━━ Document text

The Not-So-Deep South

December 2002

Holiday Greetings to Family and Friends from the Miller-Younkin clan!

 

Yes, 'tis I again, the family favorite, Numero Uno, CP (Chief Pet), the one-and-only Holidays letter writing canine—DUCHESS!   And, might I so humbly add, this year’s letter is better than ever because last Christmas I received the Model 2002 Canine Keyboard, so typing this letter was almost as much fun as watching a cat getting trapped in the home's heating ductwork.  (Chortle, chortle!  That actually happened to No. 2 cat Zeus, but I digress.)  Better yet, Derek fixed the word processor's auto-correct spell checker so that when I type Duchess, the dumb machine doesn't automatically change it to "duck cheese."

First let's get the bad family news out of the way which is:  We still have three cats!  No. 1, Angel--Numero Uno because she's the oldest, she's female, her fur color matches that of yours truly, and she leaves me alone.  No. 2, Zeus--Devon's cat, who behaves like he’s some sort of Greek god.  And finally, No. 0 (as in ZERO), JB--alias Jellybean, alias Target, alias Dumb Cat.  This cat is so dumb that he thinks my tail is some sort of cat toy.

━━━━
━━ Task inputs

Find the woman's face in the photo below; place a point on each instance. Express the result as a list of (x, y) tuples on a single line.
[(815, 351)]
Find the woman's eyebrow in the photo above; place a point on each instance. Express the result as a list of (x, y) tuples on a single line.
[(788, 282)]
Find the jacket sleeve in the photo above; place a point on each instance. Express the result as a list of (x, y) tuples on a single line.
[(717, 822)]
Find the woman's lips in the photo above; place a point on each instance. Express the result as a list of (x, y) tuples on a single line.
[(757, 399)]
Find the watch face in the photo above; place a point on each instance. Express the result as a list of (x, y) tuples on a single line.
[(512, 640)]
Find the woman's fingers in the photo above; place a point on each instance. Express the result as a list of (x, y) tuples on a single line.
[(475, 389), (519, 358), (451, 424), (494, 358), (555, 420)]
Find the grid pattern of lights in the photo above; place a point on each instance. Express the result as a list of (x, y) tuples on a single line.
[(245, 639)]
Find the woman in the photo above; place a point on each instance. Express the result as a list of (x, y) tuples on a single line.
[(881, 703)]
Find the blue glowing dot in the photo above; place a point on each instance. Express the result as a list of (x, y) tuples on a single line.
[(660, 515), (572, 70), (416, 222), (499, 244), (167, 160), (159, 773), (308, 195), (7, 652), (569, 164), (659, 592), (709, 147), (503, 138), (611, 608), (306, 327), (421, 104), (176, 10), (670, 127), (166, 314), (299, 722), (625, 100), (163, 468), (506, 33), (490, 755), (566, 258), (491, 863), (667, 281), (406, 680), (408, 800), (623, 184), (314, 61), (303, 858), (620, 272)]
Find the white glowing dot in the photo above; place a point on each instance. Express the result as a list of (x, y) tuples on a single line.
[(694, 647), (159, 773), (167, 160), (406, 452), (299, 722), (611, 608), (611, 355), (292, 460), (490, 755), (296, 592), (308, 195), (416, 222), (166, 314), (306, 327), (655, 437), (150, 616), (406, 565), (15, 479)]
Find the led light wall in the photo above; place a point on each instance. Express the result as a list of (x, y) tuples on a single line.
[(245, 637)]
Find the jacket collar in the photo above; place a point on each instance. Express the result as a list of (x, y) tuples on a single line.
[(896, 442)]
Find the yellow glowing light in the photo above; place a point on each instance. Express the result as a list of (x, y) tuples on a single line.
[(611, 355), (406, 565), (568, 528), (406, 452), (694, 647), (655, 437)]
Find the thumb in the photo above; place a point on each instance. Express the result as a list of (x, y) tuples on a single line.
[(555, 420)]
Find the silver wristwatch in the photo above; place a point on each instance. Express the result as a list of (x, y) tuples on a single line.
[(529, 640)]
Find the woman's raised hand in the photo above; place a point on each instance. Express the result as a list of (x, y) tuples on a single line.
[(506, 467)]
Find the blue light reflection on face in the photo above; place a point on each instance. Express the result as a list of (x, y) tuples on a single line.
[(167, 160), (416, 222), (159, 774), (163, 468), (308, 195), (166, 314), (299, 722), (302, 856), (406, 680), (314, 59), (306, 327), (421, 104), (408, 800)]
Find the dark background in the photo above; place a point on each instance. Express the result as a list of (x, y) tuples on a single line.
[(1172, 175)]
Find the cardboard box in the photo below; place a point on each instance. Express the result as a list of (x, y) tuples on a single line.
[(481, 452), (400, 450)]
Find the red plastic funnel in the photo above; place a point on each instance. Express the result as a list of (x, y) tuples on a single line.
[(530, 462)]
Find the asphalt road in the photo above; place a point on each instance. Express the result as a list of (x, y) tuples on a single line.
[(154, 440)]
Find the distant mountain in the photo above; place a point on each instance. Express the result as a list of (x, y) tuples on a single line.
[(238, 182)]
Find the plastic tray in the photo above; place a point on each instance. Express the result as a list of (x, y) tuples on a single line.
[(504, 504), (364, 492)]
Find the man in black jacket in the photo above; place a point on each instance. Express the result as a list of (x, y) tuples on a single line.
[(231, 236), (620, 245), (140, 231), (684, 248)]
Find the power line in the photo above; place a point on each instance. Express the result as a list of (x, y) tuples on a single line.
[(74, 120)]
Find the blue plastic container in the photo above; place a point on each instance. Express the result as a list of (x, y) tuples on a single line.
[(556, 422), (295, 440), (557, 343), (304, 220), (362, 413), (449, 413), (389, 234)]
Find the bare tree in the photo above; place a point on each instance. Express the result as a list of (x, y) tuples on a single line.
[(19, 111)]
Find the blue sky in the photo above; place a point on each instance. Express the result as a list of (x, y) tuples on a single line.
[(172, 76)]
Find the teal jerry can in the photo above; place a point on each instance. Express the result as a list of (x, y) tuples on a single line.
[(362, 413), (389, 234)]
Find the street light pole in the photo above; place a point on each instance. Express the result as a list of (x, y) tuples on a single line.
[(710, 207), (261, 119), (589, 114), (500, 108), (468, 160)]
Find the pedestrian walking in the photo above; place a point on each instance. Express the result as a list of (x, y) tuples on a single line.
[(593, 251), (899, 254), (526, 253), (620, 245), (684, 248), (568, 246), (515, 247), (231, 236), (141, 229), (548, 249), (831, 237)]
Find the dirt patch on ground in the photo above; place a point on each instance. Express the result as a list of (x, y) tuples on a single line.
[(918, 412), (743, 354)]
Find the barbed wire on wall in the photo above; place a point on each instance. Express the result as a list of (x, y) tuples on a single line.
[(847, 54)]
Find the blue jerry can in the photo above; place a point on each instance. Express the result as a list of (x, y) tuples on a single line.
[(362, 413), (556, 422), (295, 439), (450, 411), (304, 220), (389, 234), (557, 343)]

━━━━
━━ Task inputs

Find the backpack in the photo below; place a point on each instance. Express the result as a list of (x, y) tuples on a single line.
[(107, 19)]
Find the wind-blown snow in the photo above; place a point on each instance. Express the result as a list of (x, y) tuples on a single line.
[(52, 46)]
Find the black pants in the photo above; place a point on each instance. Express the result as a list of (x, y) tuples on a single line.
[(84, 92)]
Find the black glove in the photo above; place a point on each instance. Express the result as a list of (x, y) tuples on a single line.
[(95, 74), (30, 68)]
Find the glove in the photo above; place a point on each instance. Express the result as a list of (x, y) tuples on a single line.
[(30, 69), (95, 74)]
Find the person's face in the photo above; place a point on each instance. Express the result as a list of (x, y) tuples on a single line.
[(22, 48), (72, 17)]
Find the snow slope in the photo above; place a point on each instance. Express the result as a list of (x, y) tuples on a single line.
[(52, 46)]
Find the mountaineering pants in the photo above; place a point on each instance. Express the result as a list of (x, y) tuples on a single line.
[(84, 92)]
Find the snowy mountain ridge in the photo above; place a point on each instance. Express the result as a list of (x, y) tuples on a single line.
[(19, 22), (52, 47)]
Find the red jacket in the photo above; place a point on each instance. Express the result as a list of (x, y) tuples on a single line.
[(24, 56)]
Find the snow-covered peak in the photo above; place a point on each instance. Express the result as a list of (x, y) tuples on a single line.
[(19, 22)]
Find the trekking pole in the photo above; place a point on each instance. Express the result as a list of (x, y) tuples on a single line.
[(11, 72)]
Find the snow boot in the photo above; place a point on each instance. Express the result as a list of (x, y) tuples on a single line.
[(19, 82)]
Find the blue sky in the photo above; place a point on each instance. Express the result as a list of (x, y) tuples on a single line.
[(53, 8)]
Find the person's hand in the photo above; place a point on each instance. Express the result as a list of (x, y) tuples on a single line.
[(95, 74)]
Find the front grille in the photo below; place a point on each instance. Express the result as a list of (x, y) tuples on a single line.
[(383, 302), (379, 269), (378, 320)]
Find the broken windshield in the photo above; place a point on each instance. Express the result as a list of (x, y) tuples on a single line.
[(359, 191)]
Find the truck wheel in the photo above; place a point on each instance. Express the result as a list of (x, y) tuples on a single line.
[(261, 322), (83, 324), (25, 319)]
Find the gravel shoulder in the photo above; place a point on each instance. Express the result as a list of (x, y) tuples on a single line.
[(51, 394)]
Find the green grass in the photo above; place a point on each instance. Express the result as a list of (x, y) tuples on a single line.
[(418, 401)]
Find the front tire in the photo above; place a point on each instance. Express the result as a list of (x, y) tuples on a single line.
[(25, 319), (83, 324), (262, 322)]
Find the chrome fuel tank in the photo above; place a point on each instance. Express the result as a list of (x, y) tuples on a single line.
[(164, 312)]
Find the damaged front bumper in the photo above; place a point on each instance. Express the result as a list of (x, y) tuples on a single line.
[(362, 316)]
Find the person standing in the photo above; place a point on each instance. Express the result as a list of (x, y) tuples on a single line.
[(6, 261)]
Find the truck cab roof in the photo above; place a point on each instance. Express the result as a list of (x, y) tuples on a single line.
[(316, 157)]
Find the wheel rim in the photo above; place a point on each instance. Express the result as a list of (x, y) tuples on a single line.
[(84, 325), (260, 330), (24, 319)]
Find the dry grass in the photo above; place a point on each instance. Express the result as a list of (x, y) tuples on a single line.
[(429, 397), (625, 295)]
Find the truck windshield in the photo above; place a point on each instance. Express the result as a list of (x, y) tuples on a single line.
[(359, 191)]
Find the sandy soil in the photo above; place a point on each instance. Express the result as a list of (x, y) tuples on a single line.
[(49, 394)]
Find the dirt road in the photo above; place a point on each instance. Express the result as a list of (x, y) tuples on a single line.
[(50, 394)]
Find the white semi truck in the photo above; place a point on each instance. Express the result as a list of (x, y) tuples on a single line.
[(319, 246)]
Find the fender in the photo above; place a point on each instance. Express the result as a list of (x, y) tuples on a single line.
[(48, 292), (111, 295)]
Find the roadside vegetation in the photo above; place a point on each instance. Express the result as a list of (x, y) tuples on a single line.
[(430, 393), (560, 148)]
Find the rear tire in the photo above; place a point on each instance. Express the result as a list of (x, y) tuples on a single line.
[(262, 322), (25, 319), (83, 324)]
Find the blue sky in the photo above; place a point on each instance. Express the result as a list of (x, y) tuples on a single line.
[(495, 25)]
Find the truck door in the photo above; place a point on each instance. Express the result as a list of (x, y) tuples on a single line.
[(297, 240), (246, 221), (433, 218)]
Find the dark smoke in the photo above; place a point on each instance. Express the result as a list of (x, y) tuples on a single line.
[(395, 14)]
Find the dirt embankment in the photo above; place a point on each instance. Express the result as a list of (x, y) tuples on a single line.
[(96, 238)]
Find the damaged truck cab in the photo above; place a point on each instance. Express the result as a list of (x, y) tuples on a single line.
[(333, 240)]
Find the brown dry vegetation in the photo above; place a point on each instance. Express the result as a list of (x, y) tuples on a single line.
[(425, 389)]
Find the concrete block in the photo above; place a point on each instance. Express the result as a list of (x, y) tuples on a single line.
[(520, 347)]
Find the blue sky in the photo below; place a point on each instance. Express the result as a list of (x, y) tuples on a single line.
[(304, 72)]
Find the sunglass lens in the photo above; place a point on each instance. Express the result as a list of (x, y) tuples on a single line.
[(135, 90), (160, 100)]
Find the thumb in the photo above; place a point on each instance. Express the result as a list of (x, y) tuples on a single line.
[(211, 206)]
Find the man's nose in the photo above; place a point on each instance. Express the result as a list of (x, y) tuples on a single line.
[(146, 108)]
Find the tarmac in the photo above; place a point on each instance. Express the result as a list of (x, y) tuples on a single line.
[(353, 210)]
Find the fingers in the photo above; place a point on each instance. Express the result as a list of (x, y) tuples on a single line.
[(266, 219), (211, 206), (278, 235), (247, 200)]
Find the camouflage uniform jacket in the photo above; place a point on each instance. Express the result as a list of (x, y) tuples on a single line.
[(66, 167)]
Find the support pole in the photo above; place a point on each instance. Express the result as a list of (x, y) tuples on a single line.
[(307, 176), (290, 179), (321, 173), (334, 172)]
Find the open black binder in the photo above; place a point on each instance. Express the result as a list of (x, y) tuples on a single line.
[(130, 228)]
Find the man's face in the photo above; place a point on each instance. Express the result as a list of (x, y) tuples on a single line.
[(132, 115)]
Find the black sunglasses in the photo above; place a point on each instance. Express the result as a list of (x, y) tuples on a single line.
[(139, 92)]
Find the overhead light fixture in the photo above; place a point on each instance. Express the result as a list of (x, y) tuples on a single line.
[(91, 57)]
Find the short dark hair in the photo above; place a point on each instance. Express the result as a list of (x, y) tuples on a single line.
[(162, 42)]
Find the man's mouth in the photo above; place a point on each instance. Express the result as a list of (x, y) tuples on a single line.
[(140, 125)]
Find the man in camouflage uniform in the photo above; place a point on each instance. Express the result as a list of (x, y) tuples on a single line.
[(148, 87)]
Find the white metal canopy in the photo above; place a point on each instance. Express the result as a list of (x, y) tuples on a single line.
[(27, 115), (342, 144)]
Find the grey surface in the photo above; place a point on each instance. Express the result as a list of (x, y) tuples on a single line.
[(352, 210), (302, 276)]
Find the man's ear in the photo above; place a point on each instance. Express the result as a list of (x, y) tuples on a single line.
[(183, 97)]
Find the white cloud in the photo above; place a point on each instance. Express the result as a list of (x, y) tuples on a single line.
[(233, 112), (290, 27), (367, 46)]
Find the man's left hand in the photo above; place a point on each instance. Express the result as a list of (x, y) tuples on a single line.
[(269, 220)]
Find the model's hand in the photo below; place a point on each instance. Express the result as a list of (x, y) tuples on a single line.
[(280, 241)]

━━━━
━━ Task inputs

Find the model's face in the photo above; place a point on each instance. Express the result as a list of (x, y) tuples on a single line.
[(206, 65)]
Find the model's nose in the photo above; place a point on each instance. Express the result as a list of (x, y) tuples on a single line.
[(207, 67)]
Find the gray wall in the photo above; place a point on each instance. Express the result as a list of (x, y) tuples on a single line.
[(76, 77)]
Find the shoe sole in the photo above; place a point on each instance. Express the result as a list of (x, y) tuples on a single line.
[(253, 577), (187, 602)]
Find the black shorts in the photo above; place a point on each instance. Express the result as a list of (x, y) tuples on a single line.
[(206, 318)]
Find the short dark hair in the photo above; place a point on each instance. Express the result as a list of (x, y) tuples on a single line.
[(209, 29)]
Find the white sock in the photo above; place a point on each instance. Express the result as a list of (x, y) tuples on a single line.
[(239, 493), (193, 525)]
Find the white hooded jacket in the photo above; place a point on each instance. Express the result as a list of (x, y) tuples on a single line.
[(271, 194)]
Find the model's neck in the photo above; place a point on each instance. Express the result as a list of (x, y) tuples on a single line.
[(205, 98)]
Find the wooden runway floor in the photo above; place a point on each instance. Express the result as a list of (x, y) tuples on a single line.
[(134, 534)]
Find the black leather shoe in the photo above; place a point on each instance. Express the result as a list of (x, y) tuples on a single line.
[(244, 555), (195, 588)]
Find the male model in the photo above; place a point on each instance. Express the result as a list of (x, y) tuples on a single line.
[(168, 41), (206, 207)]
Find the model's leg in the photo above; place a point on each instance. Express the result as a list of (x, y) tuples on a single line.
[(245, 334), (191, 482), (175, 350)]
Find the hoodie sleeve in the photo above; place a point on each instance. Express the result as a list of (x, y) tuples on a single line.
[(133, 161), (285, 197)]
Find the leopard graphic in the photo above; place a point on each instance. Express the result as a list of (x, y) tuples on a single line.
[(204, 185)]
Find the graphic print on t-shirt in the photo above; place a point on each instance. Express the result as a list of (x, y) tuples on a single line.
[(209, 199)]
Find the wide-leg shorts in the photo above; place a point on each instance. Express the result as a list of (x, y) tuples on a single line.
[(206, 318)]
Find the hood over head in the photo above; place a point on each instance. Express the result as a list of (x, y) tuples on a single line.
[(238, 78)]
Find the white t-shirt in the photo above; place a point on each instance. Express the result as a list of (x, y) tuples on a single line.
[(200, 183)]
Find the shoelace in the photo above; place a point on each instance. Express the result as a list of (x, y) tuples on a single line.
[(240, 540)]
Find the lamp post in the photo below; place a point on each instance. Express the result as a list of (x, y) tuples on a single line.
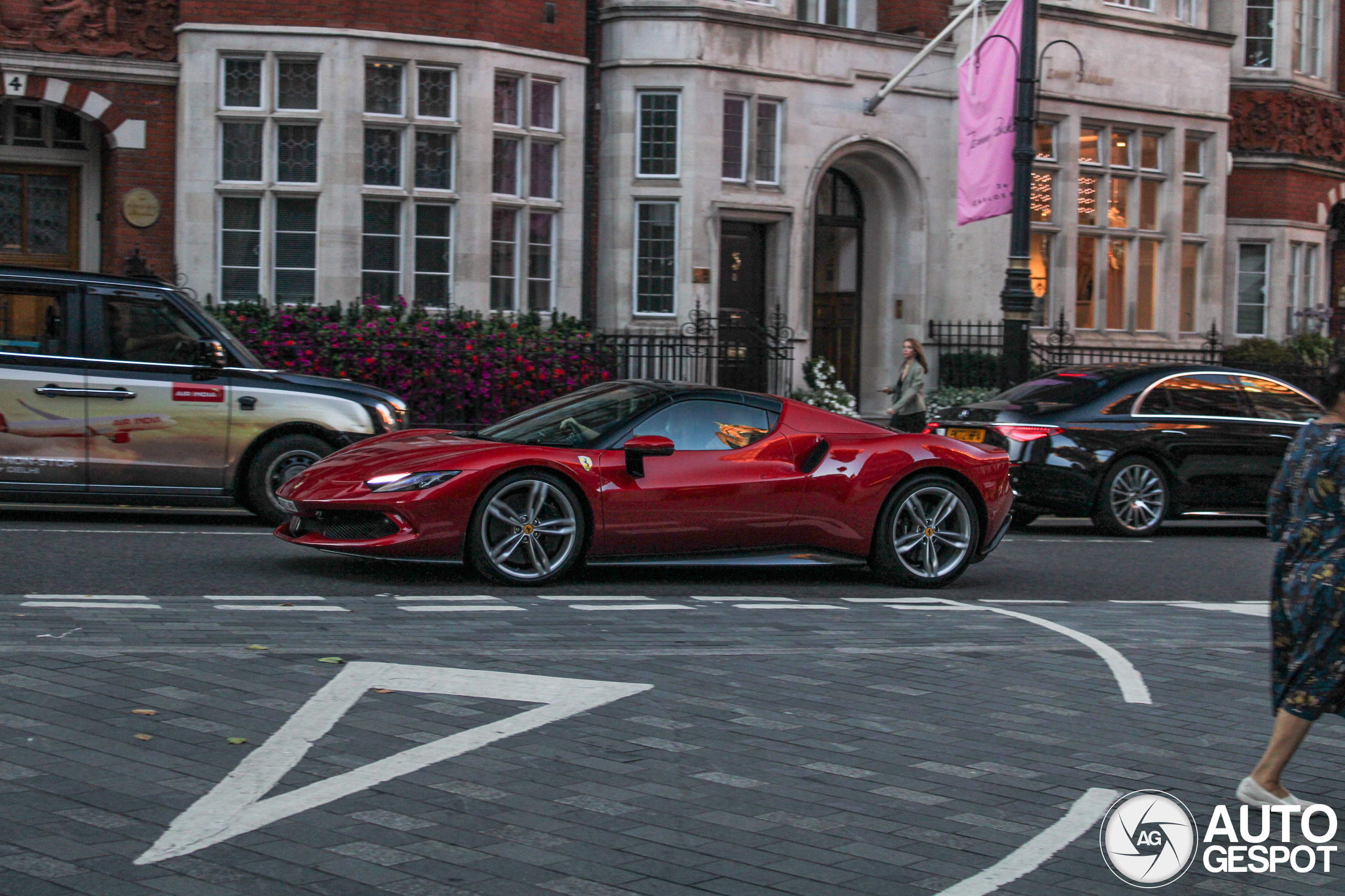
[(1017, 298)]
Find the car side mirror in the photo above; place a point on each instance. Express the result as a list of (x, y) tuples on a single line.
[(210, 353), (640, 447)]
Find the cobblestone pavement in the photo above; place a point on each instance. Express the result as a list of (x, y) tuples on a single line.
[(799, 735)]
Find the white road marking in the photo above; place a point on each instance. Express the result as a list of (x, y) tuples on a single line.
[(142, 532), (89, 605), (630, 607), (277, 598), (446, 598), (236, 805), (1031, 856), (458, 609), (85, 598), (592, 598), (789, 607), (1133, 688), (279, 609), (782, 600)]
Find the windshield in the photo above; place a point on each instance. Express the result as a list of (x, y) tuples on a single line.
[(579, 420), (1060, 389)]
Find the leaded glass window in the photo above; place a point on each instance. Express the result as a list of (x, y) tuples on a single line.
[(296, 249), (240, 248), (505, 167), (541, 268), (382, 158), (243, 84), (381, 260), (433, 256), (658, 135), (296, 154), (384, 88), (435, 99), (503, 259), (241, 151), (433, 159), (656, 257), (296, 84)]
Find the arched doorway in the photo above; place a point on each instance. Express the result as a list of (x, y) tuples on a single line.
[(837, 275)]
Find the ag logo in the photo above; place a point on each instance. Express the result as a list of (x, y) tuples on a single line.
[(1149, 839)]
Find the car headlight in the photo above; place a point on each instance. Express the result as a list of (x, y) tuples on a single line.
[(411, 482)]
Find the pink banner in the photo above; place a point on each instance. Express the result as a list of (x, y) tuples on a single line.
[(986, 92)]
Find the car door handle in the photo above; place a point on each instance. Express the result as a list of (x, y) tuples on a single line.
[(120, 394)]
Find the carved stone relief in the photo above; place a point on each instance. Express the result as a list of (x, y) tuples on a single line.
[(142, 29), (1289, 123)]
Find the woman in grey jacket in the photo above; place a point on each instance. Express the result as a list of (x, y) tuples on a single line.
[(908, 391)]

━━━━

## Goals
1. List the cats named in the holiday letter, using the first name given for each.
2. Give the entries from the line with "Find the man's face" to the line with "[(27, 115), (342, 144)]" as a JSON list of strings, one string per line, with blank lines left out.

## Exercise solutions
1. Angel, Zeus, JB

2.
[
  "Find the man's face in the photo above; place a point on each instance. Express the result as a list of (x, y) tuples on a single line.",
  "[(132, 115)]",
  "Find the black sunglasses in the photo above; place a point on each instance. Express the result as a list of (x, y) tuples on a single line.",
  "[(139, 92)]",
  "Find the overhead light fixture in the photo above; place a point on each instance. Express the result as a list of (x, y) tuples on a single line.",
  "[(91, 57)]",
  "Find the short dark hair in the photo above; place a point on each instance. Express the result as a list of (x, y) tuples on a single line.",
  "[(162, 42)]",
  "Find the man's mouth in the photo above; place a point on each instance. Express the result as a list of (x, y) tuples on a single line.",
  "[(140, 125)]",
  "Find the man in camouflage uniform in the photo above; place a point on each instance. Express the result as a list of (x, y) tuples on a single line.",
  "[(148, 87)]",
  "Find the white metal canopy in the photo above; place a point on each instance. Express the result as a list of (x, y) tuples on a single line.",
  "[(27, 115), (342, 144)]"
]